DOCUMENT SEGMENT

+ + +

Data consistency is maintained though an ongoing conversation with
the owners of various assets throughout the IT ecosystem, and uses
input from these owners to update the EMDB and also to provide near
real time information on the various systems in the IT ecosystem to
assist in maintenance, compliance, and routine operational control.
Further, autonomic social computing and the IT-BOA platform can be
used to maintain, load, or update other CMDBs or data repositories
within an enterprise IT organization.
[0041] The following is an illustrative example of a preferred
embodiment of the application as applied to a hypothetical
medium-sized IT organization with over 1500 servers and several
thousand other components. In this organization, there are
configuration and structural changes that occur on a daily basis,
in addition to unplanned incidents that also occur on a daily
basis. In addition, the organization has a variety of compliance
requirements. First, it needs to track multiple vendor contracts,
each with its own service level agreement (SLA). It may also need
to comply with a variety of regulatory, accounting, financial, and
information security controls and regulations.
[0042] The IT organization maintains a legacy CMDB, primarily in
order to comply with the information technology infrastructure
library (ITIL) standards. Analyst A, who periodically updates the
CMDB, is responsible for tracking down the information required to
keep the CMDB current. However, the organization's Chief
Information Officer (CIO) does not trust the CMDB to provide the
kind of information he needs, so he typically consults a number of
middle-managers who track down the needed information for the CIO.
The CIO's requests often are unfulfilled or delayed, either because
the query is sent to the wrong person (which often occurs when
information is dispersed widely throughout the organization) or
because it takes time to get a response back. The SAP systems
administrator, for instance, can provide configuration information,
but does not know who the vendors for the servers are, or who the
contacts for the vendor data are. Compounding the problem is the
fact that the CIO's request may be relatively low priority in light
of other demands on the SAP administrator's time, and so the CIO's
request may go unanswered for a period of time. Although delays of
this type are unacceptable, they are also unavoidable because of
the complexity of the system and the dispersion of the relevant
information throughout the organization.

+ + +

RECORDS PROVIDED

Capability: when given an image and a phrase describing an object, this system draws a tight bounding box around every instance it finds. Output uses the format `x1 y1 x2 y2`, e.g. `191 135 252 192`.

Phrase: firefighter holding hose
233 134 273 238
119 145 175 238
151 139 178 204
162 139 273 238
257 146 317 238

+ + +

BRIEF
From the CMDB passage, extract the text from "Further, autonomic social" up to and including "controls and regulations.", copying it word for word.

FULL RESPONSE
Further, autonomic social computing and the IT-BOA platform can be
used to maintain, load, or update other CMDBs or data repositories
within an enterprise IT organization.
[0041] The following is an illustrative example of a preferred
embodiment of the application as applied to a hypothetical
medium-sized IT organization with over 1500 servers and several
thousand other components. In this organization, there are
configuration and structural changes that occur on a daily basis,
in addition to unplanned incidents that also occur on a daily
basis. In addition, the organization has a variety of compliance
requirements. First, it needs to track multiple vendor contracts,
each with its own service level agreement (SLA). It may also need
to comply with a variety of regulatory, accounting, financial, and
information security controls and regulations.